Pointing dataset excerpts:

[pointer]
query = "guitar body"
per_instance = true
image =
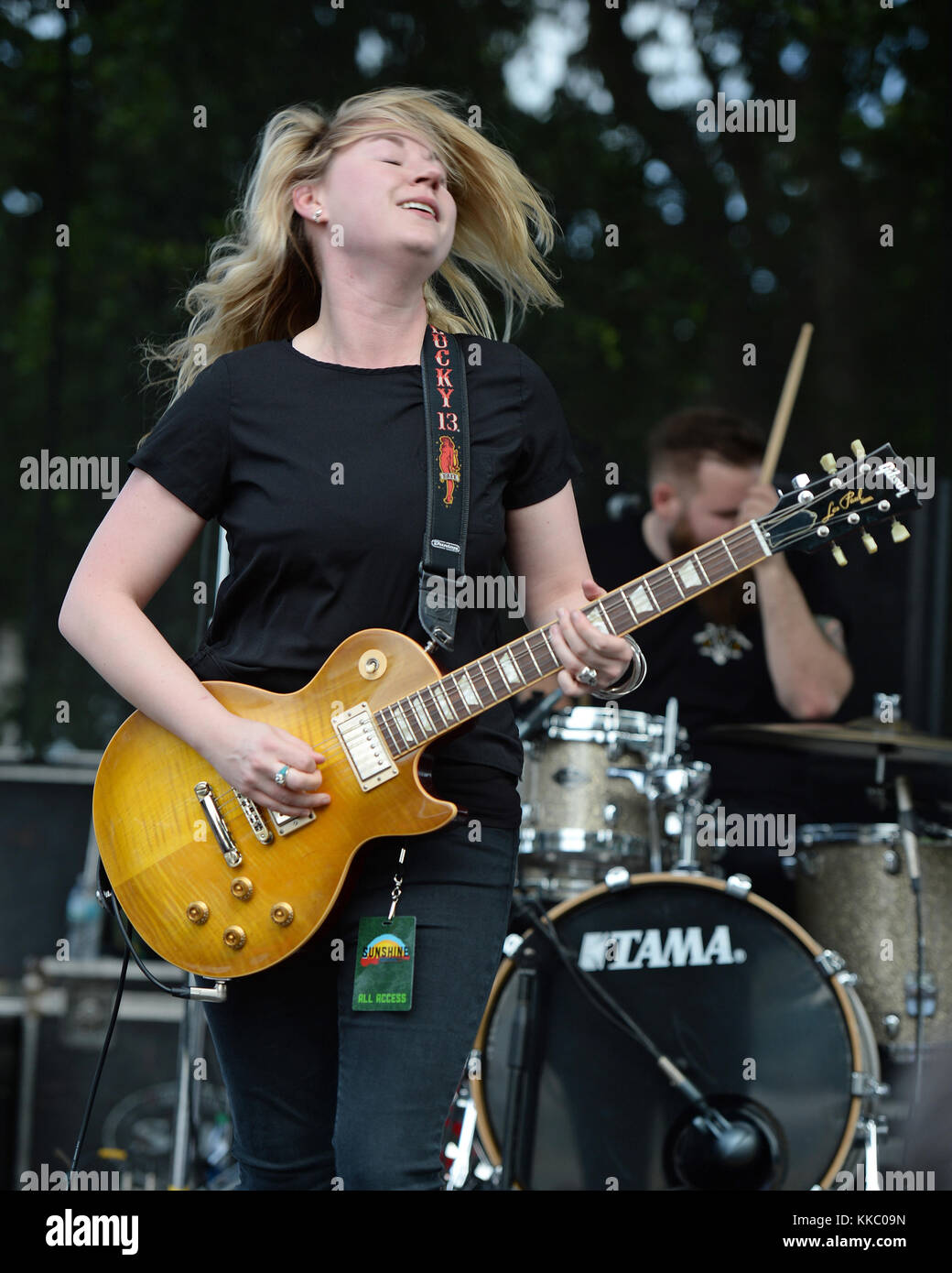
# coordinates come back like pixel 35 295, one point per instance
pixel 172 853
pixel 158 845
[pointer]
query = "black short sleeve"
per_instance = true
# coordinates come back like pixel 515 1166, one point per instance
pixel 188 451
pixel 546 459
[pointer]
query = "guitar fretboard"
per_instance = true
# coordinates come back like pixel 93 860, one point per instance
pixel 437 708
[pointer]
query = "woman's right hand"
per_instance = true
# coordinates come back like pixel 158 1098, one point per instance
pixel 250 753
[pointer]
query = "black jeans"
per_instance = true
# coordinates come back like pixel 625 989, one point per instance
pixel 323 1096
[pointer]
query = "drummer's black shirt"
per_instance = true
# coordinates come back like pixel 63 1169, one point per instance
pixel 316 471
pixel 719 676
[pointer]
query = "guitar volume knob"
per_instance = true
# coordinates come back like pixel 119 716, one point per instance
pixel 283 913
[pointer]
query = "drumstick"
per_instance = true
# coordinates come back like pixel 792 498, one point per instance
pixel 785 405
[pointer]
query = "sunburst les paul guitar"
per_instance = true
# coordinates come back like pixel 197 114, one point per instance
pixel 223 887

◆ What you have to do ◆
Return the listing above word for word, with the pictures removed.

◆ Right answer ◆
[pointer]
query = "guitar body"
per_instance = true
image =
# coordinates come back like pixel 35 295, one point per instance
pixel 172 853
pixel 158 845
[pointer]
query = "black short sleeve"
per_instance = true
# coordinates come back like pixel 515 1166, one point per instance
pixel 188 451
pixel 546 459
[pointer]
query = "guitar fretboard"
per_instance = true
# coordinates come back like pixel 93 860, one point per instance
pixel 437 708
[pointer]
query = "woman's right hand"
per_instance = true
# coordinates come back like pixel 158 1098, one point per instance
pixel 250 753
[pointer]
query = "black jeans"
per_instance = true
# coordinates come back like pixel 625 989, one point per instance
pixel 323 1096
[pointer]
query = "drummer's black shirt"
per_instance = true
# coordinates come back like pixel 63 1169, one point per instance
pixel 316 471
pixel 719 676
[pointer]
query = "guitar volume knob"
per_instance = true
# coordinates come back like pixel 119 716, one point per instance
pixel 283 913
[pointer]
query = "drumstick"
per_instance = true
# coordinates come back like pixel 792 498, one point per instance
pixel 785 405
[pointer]
query = "sunburst les paul guitar"
per_instance = true
# coordinates come back like pixel 197 114, one point per instance
pixel 223 887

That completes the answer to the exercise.